### TASKS TO PERFORM
1 - In the crime and delinquency course text, which perspective will the course mainly focus on?
2 - Copy word for word the stretch of the crime and delinquency course text from "Fall Semester, 2010" through "commit further crimes.".

### TEXT SEGMENT
· · · ·

Dr. Raymond A. Eve
Office: 442 UH
Hours: TuTh 4-5pm,
and by appt.
817-272-2661 (Main Soci. Office #)
Fall Semester, 2010
MWF 11:00 – 12:00
Room UH 014
Probably no subject (with the possible exception of sexual behavior) receives more emotionally charged treatment by civic and religious organizations, and radio-television-motion picture and printing press industries, and "the public" (or "publics"), than "criminal behavior" including its causes, its meaning, and how it should be dealt with and by whom. However, these emotional responses to the subject of crime and delinquency can be shown (and will be shown in this course) to have in many respects created crime and criminals (i.e., "over-criminalization") and (b) by correctional policies, practices, and institutions (prisons, for example which often vastly increase the probability that a "client" will commit further crimes.
If we are truly interested in reducing crime, treating criminals in a morally responsible fashion, actually "rehabilitating" offenders who are apprehended and allowing both criminals and those individuals who compose the non-criminal public to develop their full legitimate human potentials (in so far as this development is prevented by criminal behavior), we can no longer afford the luxury of a highly emotional response to crime. What is needed is a calm, rational, scientific approach to the study of crime and delinquency. Even within these limits there are several ways we can study crime and delinquency; we can adopt not only a sociological viewpoint, but also a psychological viewpoint (as in law schools), a city-management point of view, and so on. In this course, we will, of course, be primarily concerned with a sociological perspective rather than with the other various possibilities, and during the course we will try to discover just what is distinctive about a sociological approach that separates it from other possible approaches.
WHAT IS DISTINCTIVE ABOUT A SOCIOLOGICAL APPROACH TO CRIME AND DELINQUENCY?
As pointed out above, there are several scientific approaches to the study of crime and delinquency and the sociological perspective is only one of these. How then do we recognize the sociological aspects of crime and delinquency? First of all, sociology is primarily concerned with how groups or categories or aggregates as a whole or even total societies are involved in crime and delinquency rather than how individuals and individual mental states are involved (this latter being the psychological approach). Thus, sociology asks questions such as what categories of people, or groups, or societies are most likely to commit the various types of crimes? Are there different crime rates for (a) different types of societies?, (b) social classes within a given society?, (c) different regions within a nation?, (d) different areas within a city?, and (e) are there different crime rates for males and females as a whole? Also, we want to ask not only are there different crime rates for comparisons similar to those above, but also we want to ask if different types of crime are committed by the groups being compared above. For example, do Southerners in the U.S. tend to commit crimes in different patterns and at different rates than Northerners?

· · · ·

### STORED DATA
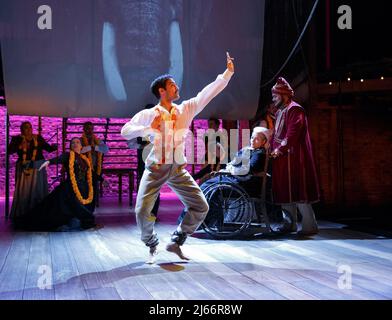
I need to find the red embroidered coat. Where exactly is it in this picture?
[272,102,320,204]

· · · ·

### TASK SOLUTIONS
1 - A sociological perspective.

2 -
Fall Semester, 2010
MWF 11:00 – 12:00
Room UH 014
Probably no subject (with the possible exception of sexual behavior) receives more emotionally charged treatment by civic and religious organizations, and radio-television-motion picture and printing press industries, and "the public" (or "publics"), than "criminal behavior" including its causes, its meaning, and how it should be dealt with and by whom. However, these emotional responses to the subject of crime and delinquency can be shown (and will be shown in this course) to have in many respects created crime and criminals (i.e., "over-criminalization") and (b) by correctional policies, practices, and institutions (prisons, for example which often vastly increase the probability that a "client" will commit further crimes.